- Requirements
Convert every line of the items below into a numbered list, omitting any blank lines.

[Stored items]
-------
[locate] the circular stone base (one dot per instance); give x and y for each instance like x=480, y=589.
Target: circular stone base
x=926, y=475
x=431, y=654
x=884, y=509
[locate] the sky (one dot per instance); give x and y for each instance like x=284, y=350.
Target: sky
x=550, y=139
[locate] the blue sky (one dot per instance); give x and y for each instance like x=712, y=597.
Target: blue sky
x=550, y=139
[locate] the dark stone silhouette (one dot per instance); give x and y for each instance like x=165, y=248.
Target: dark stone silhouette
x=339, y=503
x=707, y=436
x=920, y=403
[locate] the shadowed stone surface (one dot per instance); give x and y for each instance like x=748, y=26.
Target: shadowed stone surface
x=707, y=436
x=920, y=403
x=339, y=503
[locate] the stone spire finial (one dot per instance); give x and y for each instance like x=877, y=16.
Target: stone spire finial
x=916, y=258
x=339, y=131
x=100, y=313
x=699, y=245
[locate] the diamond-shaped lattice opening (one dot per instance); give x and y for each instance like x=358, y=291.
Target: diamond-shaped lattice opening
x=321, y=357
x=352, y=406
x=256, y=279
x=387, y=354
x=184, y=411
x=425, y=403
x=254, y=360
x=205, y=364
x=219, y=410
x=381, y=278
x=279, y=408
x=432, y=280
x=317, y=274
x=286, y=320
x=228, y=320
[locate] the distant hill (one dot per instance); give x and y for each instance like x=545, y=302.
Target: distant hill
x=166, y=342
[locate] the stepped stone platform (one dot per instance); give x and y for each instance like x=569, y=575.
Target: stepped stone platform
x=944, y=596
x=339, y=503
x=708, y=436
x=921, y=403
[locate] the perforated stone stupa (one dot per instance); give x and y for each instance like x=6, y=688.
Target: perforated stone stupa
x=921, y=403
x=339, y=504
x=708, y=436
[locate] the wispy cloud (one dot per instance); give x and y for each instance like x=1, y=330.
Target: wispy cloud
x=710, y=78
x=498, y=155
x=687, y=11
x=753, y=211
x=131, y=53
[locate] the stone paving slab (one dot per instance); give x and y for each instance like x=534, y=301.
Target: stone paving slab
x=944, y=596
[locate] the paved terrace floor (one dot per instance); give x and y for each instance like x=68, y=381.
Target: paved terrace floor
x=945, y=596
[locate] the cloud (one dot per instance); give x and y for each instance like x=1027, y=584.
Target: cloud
-------
- Correct answer
1. [locate] the circular stone base (one dot per instance); give x and y for each instance like x=480, y=589.
2. Target: circular stone base
3. x=926, y=475
4. x=431, y=654
5. x=884, y=509
6. [locate] the sky (one dot per instance); give x and y for each instance like x=284, y=350.
7. Target: sky
8. x=550, y=139
9. [locate] the blue sky (one dot per instance); give x and y for each instance like x=712, y=597.
10. Target: blue sky
11. x=550, y=139
12. [locate] the dark stone silhouette (one dot per instance); give x and y for each instance like x=165, y=248.
13. Target: dark stone silhouette
14. x=339, y=503
15. x=707, y=436
16. x=920, y=403
17. [locate] the shadowed stone surface (one dot per instance); give x and y for each instance like x=748, y=26.
18. Target: shadowed stone surface
19. x=707, y=436
20. x=920, y=403
21. x=339, y=503
22. [locate] the stone spire finial (one dot per instance); give x and y for each instance like x=877, y=16.
23. Target: stone spire finial
24. x=916, y=258
25. x=339, y=131
26. x=100, y=313
27. x=699, y=245
28. [locate] the diamond-shaped lattice opening (one dot per instance); give x and y for each instance like x=358, y=291.
29. Target: diamond-shaped lattice opening
30. x=321, y=357
31. x=352, y=406
32. x=256, y=279
33. x=387, y=354
34. x=184, y=411
35. x=425, y=403
36. x=254, y=360
37. x=205, y=364
38. x=219, y=410
39. x=381, y=278
40. x=279, y=408
41. x=432, y=280
42. x=317, y=274
43. x=286, y=320
44. x=228, y=320
45. [locate] the distant hill (one dot per instance); give x and y for each instance like x=545, y=302.
46. Target: distant hill
47. x=166, y=342
48. [locate] the stepped stone platform (one dot per instance); give x and y for each instance like x=569, y=575.
49. Target: stepped stone platform
50. x=944, y=596
51. x=339, y=503
52. x=708, y=436
53. x=921, y=403
54. [locate] the perforated stone stupa (one dot per instance); give x and y for each instance like x=6, y=688.
55. Target: perforated stone stupa
56. x=921, y=403
57. x=339, y=504
58. x=708, y=436
59. [locate] the wispy cloud (one dot per instance); give x and y for each instance like x=1, y=330.
60. Target: wispy cloud
61. x=710, y=78
62. x=498, y=155
63. x=687, y=11
64. x=753, y=211
65. x=131, y=53
66. [locate] the stone paving slab (one dot per instance); give x and y for each instance like x=534, y=301.
67. Target: stone paving slab
68. x=944, y=596
69. [locate] the paved terrace floor (one dot per instance); give x and y for each instance like x=68, y=381.
70. Target: paved terrace floor
71. x=945, y=596
72. [locate] the cloud (one dot per instance); give x and y for each instance like x=1027, y=584.
73. Target: cloud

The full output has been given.